Input data:
·····
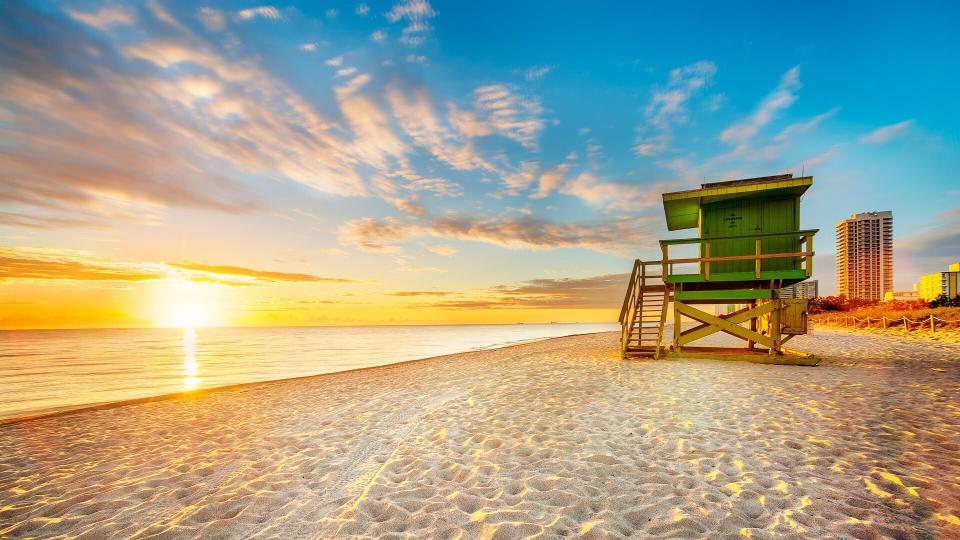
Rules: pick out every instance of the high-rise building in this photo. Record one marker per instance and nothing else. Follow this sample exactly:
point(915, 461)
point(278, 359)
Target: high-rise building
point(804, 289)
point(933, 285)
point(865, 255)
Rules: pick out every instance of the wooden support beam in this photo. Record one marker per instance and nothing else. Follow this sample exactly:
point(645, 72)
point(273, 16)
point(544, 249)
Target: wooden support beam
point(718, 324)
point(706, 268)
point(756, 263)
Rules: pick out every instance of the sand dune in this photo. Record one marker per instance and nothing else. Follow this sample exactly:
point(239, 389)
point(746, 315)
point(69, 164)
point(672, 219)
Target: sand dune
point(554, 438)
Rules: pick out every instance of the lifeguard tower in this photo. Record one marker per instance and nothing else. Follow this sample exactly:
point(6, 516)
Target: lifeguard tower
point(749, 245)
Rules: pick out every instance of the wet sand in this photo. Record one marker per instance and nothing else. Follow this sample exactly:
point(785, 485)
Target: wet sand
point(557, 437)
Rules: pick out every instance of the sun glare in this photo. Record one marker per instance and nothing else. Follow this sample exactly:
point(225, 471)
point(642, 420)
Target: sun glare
·····
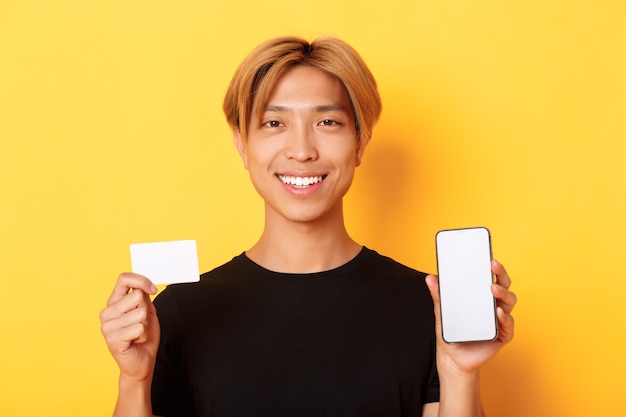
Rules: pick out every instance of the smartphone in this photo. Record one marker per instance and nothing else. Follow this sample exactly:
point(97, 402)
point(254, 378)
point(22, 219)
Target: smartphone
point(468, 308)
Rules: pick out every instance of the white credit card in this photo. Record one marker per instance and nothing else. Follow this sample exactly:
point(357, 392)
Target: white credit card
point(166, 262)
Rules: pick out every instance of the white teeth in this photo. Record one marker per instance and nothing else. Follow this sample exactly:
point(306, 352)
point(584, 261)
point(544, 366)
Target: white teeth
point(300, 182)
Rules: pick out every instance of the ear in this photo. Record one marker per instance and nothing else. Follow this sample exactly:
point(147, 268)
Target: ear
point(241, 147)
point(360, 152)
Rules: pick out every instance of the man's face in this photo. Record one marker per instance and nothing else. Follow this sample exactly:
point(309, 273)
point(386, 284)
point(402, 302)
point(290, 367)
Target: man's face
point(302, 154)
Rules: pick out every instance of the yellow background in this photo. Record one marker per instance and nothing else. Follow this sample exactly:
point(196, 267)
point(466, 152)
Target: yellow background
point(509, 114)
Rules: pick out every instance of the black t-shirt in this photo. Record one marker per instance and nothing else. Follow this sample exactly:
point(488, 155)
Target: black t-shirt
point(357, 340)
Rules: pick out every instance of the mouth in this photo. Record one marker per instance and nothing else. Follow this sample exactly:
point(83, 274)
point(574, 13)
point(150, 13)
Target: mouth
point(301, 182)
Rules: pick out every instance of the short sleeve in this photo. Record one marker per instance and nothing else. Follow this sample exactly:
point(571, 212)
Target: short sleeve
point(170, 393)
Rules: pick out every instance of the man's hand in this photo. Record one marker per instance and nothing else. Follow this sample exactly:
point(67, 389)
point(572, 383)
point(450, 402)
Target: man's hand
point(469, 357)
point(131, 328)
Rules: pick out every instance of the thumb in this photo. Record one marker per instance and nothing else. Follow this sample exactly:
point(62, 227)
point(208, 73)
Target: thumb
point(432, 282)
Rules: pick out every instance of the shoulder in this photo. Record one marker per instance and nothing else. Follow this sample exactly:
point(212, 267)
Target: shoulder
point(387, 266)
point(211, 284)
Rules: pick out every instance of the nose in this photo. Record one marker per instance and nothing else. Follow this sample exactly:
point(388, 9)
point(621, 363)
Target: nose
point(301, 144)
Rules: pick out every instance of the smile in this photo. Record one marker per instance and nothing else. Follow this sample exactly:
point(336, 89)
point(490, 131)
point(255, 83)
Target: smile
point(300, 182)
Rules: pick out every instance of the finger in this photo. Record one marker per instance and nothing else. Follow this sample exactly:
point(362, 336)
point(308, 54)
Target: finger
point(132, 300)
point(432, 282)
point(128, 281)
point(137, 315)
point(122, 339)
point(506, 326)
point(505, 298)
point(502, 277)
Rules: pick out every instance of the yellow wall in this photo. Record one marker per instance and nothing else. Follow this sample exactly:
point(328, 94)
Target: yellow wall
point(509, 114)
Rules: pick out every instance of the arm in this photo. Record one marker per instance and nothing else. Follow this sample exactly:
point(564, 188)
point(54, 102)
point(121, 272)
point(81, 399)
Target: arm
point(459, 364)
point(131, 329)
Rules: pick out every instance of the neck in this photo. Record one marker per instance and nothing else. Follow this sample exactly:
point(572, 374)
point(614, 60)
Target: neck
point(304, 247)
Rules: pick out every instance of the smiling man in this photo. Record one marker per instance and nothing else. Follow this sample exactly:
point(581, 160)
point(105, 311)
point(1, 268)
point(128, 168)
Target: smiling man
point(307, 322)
·····
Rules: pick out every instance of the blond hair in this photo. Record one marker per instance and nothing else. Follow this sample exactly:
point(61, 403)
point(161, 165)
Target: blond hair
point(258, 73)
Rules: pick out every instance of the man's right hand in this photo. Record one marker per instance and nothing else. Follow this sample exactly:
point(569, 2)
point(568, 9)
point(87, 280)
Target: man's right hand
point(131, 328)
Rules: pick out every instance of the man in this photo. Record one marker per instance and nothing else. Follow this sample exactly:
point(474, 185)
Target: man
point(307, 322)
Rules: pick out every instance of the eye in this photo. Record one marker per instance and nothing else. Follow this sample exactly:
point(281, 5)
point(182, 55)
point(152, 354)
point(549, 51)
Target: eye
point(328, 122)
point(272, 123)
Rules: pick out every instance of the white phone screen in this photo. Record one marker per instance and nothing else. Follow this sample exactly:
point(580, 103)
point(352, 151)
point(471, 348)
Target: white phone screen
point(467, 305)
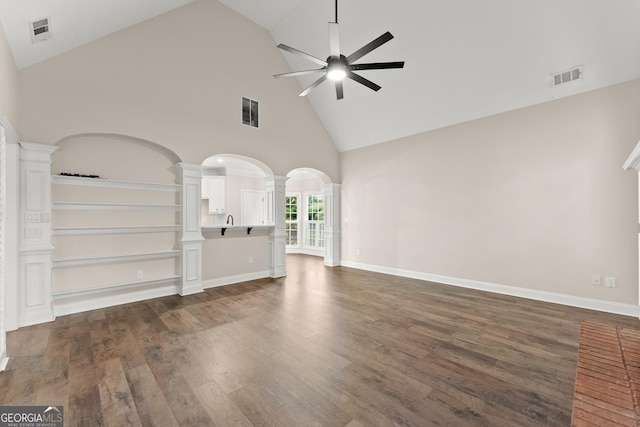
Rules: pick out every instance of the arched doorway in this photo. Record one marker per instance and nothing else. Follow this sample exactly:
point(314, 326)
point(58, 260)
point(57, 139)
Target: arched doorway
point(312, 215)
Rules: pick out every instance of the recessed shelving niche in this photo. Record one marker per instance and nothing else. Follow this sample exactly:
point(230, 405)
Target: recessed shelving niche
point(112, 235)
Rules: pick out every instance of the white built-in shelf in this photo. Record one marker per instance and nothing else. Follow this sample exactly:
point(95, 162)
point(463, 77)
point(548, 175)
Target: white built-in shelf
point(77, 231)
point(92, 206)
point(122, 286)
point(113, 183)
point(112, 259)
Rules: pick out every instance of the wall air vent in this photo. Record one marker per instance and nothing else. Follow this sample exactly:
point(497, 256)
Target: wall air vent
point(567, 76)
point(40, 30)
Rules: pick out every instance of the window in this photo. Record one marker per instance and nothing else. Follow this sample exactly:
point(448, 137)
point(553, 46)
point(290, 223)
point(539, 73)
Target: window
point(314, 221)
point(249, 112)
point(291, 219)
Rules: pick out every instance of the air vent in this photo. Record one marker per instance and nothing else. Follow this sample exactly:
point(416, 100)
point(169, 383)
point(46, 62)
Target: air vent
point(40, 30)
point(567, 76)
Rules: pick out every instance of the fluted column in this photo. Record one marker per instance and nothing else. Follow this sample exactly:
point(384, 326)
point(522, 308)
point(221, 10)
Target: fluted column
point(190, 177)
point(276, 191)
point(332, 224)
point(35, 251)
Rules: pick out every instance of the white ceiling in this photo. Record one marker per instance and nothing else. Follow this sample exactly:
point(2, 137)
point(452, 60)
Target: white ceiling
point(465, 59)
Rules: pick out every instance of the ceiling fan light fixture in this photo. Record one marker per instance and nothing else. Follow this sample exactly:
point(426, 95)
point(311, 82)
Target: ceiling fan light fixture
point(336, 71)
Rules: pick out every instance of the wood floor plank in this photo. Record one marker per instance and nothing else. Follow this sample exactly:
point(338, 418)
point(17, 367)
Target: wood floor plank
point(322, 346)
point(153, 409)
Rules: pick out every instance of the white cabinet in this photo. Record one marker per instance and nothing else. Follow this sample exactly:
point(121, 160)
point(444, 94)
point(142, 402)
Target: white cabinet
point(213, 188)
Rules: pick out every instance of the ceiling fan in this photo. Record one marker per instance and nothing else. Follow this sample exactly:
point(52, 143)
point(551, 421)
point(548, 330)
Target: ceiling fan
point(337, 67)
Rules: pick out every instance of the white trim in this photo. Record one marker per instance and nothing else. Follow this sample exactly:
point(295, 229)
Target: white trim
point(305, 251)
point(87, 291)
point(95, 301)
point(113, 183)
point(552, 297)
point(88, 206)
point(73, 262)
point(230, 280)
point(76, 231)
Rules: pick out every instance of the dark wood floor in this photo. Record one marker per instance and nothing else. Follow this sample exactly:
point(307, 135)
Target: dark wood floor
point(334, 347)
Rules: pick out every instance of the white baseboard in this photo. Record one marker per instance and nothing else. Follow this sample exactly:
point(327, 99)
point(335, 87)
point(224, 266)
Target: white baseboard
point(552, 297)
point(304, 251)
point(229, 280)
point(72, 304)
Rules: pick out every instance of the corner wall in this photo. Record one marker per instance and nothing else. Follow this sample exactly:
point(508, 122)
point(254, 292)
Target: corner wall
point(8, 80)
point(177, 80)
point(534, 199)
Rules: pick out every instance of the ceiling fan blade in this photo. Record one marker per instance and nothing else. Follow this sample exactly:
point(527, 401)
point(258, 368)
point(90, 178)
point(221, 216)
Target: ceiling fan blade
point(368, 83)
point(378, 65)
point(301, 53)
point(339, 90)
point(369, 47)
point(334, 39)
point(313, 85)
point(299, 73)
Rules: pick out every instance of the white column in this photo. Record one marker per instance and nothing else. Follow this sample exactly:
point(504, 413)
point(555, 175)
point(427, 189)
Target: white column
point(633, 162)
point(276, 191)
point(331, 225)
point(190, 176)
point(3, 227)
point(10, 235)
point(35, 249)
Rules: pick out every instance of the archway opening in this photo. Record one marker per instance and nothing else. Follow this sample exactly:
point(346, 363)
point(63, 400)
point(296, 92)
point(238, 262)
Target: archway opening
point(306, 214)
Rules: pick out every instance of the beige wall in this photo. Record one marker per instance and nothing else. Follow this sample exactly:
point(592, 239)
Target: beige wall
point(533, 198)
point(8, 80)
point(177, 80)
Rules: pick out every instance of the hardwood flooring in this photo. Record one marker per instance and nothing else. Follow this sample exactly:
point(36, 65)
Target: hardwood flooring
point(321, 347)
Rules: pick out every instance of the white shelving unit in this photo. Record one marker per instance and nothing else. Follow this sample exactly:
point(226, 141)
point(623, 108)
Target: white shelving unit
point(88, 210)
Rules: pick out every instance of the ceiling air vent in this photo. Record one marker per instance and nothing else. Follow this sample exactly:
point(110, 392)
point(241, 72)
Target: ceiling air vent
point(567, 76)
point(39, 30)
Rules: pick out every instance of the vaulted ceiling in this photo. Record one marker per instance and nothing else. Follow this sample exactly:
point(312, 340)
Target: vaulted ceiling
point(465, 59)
·····
What the task requires: Please copy the rows above word for word, starting at the line that contains "Rules: pick out every instance of the black" and ending at the line that contains "point(301, 182)". Include both of those lines.

Correct response:
Rules: pick out every instance of the black t-shirt in this photo. Record one marker per instance and nothing else. Follow this sample exactly:
point(488, 155)
Target: black t-shirt
point(357, 340)
Rules: pick out every instance of the mouth in this photo. Record one marker per instance and nothing else. Follow this sample exactly:
point(83, 274)
point(574, 13)
point(150, 13)
Target: mouth
point(301, 182)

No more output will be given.